§ EXERCISE REQUIREMENTS
Please lay out the records from the line with "target: wrought iron balcony" to the line with "350 349 L 342" as a two-column CSV with the columns text and answer, one row per record. Put each field in quotation marks and replace its line breaks with spaces.

Raw records
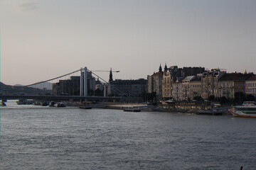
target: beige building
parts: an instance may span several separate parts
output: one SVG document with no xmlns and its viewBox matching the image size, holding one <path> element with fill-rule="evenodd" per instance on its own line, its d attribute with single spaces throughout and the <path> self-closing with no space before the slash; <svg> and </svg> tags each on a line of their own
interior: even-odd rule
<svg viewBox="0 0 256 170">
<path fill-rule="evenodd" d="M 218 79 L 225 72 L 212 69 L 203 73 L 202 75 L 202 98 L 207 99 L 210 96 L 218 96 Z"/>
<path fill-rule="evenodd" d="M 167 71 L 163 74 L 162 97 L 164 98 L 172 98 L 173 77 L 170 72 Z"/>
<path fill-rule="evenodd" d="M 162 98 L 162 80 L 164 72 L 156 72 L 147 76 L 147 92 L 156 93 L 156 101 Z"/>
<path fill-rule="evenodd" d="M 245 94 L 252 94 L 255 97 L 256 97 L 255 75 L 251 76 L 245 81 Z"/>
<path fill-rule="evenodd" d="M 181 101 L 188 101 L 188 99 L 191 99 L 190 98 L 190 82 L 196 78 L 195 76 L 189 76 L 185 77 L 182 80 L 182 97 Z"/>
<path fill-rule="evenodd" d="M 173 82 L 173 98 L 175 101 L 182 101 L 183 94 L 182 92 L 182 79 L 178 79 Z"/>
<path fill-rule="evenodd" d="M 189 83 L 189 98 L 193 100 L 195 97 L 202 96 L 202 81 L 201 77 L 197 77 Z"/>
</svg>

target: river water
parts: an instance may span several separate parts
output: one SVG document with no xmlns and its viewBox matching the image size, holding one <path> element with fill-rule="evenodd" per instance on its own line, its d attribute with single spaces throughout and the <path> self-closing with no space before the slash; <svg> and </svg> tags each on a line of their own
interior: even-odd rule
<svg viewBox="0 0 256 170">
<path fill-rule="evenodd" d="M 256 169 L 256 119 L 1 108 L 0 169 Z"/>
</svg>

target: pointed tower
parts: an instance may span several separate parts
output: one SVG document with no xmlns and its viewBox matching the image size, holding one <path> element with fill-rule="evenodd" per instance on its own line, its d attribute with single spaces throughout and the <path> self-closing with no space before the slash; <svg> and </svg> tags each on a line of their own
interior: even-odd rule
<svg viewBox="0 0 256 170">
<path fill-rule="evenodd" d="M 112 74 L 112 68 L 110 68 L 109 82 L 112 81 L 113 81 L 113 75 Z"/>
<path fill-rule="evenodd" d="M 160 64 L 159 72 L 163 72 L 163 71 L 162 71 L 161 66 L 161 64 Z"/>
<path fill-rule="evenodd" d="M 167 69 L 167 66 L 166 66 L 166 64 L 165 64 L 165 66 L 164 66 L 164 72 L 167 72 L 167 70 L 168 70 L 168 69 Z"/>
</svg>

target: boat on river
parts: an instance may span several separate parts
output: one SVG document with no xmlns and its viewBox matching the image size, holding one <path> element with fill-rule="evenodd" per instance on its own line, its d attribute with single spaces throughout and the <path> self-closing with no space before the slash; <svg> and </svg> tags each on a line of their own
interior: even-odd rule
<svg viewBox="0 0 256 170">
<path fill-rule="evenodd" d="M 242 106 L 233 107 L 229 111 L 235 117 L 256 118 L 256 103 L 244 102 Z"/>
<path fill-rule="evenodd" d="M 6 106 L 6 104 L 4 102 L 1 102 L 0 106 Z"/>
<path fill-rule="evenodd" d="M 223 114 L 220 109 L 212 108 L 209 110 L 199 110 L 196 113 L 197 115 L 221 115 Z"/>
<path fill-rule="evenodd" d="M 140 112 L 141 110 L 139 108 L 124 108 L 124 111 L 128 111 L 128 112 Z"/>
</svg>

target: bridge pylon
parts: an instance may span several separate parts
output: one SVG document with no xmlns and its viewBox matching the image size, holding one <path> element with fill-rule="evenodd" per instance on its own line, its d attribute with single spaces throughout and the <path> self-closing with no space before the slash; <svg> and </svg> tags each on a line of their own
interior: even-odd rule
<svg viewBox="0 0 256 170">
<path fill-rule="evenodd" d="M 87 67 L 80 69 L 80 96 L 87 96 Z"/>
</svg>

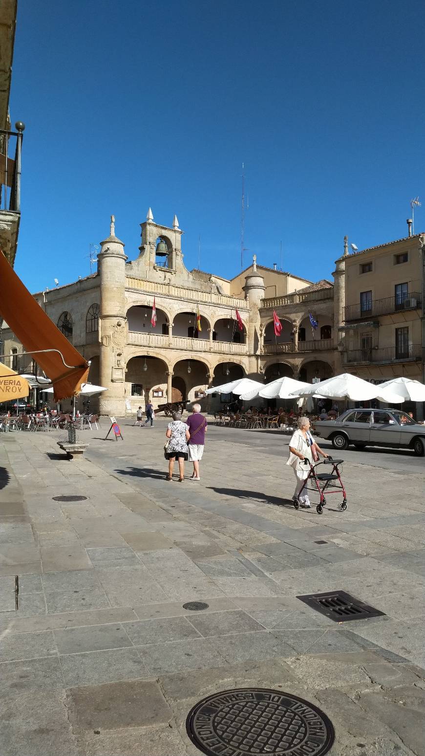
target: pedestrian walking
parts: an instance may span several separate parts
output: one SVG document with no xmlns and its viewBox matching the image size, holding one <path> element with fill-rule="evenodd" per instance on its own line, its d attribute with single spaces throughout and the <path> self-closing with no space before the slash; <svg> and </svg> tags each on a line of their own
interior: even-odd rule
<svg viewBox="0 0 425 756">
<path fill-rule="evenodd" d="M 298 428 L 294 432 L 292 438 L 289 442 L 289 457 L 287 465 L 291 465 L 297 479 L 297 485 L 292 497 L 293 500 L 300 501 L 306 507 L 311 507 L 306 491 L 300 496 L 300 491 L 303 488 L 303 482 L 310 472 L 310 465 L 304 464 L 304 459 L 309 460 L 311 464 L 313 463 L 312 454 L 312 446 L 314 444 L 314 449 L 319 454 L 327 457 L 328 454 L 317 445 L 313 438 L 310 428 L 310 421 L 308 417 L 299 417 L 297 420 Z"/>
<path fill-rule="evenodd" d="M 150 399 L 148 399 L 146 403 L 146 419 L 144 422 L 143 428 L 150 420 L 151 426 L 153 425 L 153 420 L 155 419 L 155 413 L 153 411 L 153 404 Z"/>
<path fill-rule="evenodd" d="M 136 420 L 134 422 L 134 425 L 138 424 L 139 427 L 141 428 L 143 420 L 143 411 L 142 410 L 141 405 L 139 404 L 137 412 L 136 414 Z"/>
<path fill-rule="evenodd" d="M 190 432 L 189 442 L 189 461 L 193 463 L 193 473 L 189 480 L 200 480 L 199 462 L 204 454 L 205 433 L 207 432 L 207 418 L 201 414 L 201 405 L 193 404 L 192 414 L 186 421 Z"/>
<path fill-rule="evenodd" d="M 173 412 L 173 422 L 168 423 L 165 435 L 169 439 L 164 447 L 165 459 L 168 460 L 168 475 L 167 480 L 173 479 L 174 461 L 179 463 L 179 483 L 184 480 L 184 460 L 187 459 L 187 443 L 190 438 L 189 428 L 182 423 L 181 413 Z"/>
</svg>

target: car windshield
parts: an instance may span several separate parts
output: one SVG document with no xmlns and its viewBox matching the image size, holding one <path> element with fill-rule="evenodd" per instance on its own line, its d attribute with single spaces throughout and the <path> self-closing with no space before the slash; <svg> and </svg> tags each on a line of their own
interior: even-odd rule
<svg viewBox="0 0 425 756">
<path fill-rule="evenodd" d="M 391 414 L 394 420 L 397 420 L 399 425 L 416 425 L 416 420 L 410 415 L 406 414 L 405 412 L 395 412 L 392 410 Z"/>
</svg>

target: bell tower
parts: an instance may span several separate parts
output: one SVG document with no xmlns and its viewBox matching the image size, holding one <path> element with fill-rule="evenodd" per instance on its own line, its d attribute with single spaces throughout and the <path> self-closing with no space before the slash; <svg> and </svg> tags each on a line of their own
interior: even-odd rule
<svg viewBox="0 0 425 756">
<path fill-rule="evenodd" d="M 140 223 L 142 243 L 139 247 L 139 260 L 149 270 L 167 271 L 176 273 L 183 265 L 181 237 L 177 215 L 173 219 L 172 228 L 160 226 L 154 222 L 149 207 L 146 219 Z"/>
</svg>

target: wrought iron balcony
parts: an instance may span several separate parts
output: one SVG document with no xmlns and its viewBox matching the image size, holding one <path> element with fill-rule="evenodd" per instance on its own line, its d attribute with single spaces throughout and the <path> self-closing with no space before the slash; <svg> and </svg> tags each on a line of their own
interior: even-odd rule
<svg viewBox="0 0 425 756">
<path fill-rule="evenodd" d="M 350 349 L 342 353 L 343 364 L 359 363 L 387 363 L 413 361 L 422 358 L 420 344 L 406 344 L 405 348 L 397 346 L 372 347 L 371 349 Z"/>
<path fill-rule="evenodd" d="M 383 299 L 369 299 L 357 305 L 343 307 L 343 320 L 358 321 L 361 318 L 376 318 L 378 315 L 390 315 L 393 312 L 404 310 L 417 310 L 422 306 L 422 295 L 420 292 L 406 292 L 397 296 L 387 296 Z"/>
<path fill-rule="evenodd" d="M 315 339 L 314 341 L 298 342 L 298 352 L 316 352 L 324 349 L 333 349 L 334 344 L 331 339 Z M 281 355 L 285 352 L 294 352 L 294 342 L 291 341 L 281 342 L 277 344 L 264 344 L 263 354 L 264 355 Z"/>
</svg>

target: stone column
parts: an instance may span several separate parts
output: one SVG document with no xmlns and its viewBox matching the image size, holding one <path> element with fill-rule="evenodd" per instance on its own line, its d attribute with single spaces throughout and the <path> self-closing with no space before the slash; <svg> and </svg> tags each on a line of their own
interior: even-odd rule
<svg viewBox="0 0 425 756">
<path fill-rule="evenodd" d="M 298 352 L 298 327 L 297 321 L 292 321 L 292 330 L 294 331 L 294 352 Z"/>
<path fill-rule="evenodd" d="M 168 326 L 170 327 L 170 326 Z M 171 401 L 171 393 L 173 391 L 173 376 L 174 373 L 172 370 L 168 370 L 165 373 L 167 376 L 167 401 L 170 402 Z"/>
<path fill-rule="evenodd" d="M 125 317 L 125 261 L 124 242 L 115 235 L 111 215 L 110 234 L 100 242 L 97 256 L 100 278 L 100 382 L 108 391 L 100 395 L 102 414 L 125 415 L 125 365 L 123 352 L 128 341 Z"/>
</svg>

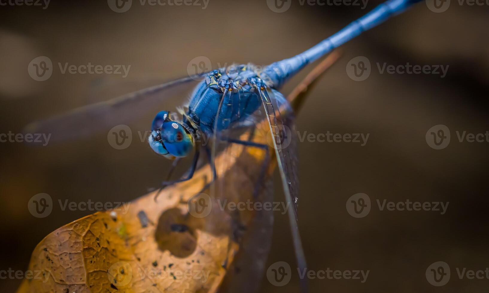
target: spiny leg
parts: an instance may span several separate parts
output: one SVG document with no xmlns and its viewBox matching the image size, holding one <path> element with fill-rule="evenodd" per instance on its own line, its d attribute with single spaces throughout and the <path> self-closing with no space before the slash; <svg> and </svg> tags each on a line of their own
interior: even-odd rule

§ PROBLEM SOLUTION
text,answer
"target: wrought iron balcony parts: an instance may span several separate parts output: one SVG document with no xmlns and its viewBox matching the image size, holding one <path> element with fill-rule=""evenodd"" per instance on its own line, its d attribute with single spaces throughout and the <path> self-closing with no space before the slash; <svg> and </svg> tags each on a line of their own interior: even-odd rule","<svg viewBox=""0 0 425 756""> <path fill-rule=""evenodd"" d=""M 350 349 L 342 353 L 343 364 L 359 363 L 387 363 L 413 361 L 422 358 L 420 344 L 406 344 L 405 348 L 397 346 L 372 347 L 371 349 Z""/>"